▸ **EXERCISE INSTRUCTIONS**
Rewrite the listing from the line containing "Give the mask of every instance of the white" through the end of the listing, adding 34 to every vertex coordinate in the answers and keeping all other text unchanged.

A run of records
::::::
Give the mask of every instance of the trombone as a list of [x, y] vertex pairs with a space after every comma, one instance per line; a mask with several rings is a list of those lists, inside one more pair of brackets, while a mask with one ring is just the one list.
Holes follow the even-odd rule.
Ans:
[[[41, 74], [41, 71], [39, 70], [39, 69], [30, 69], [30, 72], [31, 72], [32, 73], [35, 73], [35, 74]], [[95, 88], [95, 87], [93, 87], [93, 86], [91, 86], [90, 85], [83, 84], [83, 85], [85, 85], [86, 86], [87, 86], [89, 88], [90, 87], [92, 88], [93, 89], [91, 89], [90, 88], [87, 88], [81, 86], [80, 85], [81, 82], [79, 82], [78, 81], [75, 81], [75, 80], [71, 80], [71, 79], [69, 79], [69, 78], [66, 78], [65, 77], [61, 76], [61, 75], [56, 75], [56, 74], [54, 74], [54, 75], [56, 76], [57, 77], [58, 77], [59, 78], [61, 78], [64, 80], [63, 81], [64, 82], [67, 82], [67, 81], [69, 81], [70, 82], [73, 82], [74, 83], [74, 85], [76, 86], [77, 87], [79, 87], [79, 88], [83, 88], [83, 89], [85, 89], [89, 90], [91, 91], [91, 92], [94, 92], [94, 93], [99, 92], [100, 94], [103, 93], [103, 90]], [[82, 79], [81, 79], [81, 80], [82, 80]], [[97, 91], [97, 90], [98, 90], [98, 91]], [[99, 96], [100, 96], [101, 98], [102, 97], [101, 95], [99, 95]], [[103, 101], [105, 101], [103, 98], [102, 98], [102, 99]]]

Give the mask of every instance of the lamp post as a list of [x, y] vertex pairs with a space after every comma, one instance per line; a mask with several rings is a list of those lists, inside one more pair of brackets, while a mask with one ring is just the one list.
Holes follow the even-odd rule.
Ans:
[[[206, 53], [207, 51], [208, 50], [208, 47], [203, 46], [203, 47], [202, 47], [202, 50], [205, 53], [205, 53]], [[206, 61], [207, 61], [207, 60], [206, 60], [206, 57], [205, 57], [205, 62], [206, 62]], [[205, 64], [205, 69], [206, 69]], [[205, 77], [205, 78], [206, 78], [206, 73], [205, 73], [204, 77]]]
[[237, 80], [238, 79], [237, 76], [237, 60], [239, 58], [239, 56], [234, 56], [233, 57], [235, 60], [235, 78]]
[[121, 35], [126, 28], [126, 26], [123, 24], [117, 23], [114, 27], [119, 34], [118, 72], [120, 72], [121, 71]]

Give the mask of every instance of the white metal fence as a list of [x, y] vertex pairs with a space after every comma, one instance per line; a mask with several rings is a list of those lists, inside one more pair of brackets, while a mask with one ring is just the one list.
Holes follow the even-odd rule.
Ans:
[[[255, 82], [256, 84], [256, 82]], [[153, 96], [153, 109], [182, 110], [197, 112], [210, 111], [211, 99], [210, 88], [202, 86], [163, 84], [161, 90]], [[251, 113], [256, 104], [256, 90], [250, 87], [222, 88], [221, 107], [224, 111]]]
::::::
▸ **TASK ANSWER**
Give the mask of every instance of the white metal fence as a list of [x, y] vertex pairs with a space after every comma, one instance per line; a mask with several rings is a list of those lists, inside one more pair of brackets, while a mask with one ring is just the one list.
Holes follow the even-odd rule.
Ans:
[[[289, 116], [290, 118], [290, 116]], [[187, 130], [187, 143], [216, 144], [231, 146], [244, 145], [245, 133], [244, 122], [236, 120], [197, 118], [195, 124]], [[285, 147], [290, 138], [290, 124], [284, 121], [256, 122], [255, 141], [258, 145]]]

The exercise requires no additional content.